* Exercises:
**A.** According to the protobuf hashCode() thread, why would hashing the content of the descriptor be incorrect?
**B.** In the protobuf hashCode() thread, duplicate the text starting at "Re: [protobuf] Re: Generated" and ending at "the same value?".

Re: [protobuf] Re: Generated hashcode() returns different values across JVM instances?

Jason Hsueh Wed, 18 May 2011 12:04:56 -0700

Ah, I didn't get this message. How does this break use in a HashMap? Given
two protobufs of the same type in the same JVM, with the same contents, does
hashCode() not return the same value?


On Wed, May 18, 2011 at 11:50 AM, Jay Booth <jaybo...@gmail.com> wrote:

> I'd also note that this precludes usage of protobuf objects in
> HashSets or as keys in HashMaps -- any time someone does that, it will
> be a (subtle and confusing) bug, as hashcode() isn't aligned with
> equals().
>
> On May 18, 2:48 pm, Jay Booth <jaybo...@gmail.com> wrote:
> > Well, that's your prerogative, I guess, but why even implement
> > hashcode at all then?  Just inherit from object and you're getting
> > effectively the same behavior.  Is that what you're intending?
> >
> > On May 16, 10:03 am, Pherl Liu <liuj...@google.com> wrote:
> >
> >
> >
> >
> >
> >
> >
> > > We discussed internally and decided not to make the hashCode()
> > > return deterministic result. If you need consistent hashcode in
> different
> > > runs, use toByteString().hashCode().
> >
> > > Quoted from Kenton:
> >
> > > Hashing the content of the descriptor would actually be incorrect,
> because
> > > two descriptors with exactly the same content are still considered
> different
> > > types.  Descriptors are compared by identity, hence they are hashed by
> > > pointer.
> >
> > > Removing the descriptor from the calculation would indeed make
> hashCode()
> > > consistent between two runs of the same binary, and probably
> insignificant
> > > runtime cost.  Of course, once you do that, you will never be able to
> > > introduce non-determinism again because people will depend on it.
> >
> > > But there's a much bigger risk.  People may actually start depending on
> > > hashCode() returning consistent results between two different versions
> of
> > > the binary, or two completely separate binaries that compile in the
> same
> > > protocol, or -- most dangerously -- two different versions of the same
> > > protocol (e.g. with fields added or removed).  I think it would be very
> > > difficult and limiting to make these guarantees, so I would be
> extremely
> > > cautious about this.
> >
> > > Certainly, there is no implementation of hashCode() that would be any
> safer
> > > than .toByteString().hashCode().  So, I'd advise steering people to the
> > > latter.  Note that if unknown fields are present, the results may still
> be
> > > inconsistent.  However, there is no reasonable way to implement a
> hashCode()
> > > that is consistent in the presence of unknown fields.
> >
> > > On Thu, May 12, 2011 at 5:32 AM, Ben Wright <compuware...@gmail.com>
> wrote:
> > > > I think we wrote those replies at the same time : )
> >
> > > > You're right, at the cost of some additional hash collisions, the
> > > > simplest solution is to simply not include the type / descriptor in
> > > > the hash calculation at all.

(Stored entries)
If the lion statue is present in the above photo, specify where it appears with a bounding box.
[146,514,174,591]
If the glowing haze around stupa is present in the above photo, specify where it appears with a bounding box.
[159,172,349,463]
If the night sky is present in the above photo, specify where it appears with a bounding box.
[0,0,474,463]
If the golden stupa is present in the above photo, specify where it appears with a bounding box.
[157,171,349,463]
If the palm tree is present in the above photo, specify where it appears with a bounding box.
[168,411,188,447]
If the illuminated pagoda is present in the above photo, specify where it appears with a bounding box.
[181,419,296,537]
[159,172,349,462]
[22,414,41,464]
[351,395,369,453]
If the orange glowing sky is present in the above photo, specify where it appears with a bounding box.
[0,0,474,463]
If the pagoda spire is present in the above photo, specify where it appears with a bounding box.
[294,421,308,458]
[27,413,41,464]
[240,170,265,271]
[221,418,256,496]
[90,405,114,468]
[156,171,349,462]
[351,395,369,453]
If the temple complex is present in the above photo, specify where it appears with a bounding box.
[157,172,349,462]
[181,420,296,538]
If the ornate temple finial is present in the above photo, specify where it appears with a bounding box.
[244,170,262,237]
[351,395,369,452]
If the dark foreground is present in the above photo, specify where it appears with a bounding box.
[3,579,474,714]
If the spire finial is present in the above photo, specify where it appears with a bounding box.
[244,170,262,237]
* * *
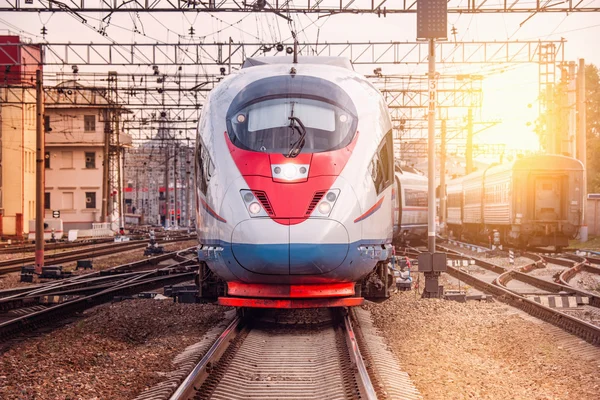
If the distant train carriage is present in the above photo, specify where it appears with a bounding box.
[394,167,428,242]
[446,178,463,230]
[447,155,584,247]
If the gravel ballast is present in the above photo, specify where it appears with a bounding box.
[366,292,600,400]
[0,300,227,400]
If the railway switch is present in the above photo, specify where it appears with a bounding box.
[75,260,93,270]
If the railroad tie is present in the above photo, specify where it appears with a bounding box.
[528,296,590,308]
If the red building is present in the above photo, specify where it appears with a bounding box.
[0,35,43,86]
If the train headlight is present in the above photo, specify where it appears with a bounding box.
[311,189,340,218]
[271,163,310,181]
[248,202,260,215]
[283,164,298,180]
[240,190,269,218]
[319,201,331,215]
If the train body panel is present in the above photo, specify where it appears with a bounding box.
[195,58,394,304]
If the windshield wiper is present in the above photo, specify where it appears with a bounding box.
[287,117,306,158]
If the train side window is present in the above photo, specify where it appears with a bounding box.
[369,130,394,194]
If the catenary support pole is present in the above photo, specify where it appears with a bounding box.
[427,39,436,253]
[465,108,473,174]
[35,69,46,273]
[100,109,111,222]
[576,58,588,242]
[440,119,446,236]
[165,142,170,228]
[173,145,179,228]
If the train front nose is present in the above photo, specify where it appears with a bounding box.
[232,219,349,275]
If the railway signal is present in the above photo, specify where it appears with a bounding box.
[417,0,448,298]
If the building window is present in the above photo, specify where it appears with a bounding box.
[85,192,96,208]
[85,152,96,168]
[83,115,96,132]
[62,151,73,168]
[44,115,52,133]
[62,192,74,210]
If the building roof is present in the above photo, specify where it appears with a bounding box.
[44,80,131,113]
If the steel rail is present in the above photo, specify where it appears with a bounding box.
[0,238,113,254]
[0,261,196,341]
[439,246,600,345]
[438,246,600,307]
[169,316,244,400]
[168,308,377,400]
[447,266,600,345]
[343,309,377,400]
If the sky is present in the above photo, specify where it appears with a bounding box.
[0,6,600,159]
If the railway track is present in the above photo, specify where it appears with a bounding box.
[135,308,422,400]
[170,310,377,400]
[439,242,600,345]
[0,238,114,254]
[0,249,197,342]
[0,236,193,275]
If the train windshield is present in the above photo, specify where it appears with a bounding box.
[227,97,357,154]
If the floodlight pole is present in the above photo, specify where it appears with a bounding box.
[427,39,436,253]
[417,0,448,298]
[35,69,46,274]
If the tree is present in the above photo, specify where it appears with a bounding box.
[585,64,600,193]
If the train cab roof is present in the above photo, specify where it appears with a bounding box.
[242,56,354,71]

* Answers:
**A.** Two descriptors with exactly the same content are still considered different types. Descriptors are compared by identity, so they are hashed by pointer, not by content.

**B.**
Re: [protobuf] Re: Generated hashcode() returns different values across JVM instances?

Jason Hsueh Wed, 18 May 2011 12:04:56 -0700

Ah, I didn't get this message. How does this break use in a HashMap? Given
two protobufs of the same type in the same JVM, with the same contents, does
hashCode() not return the same value?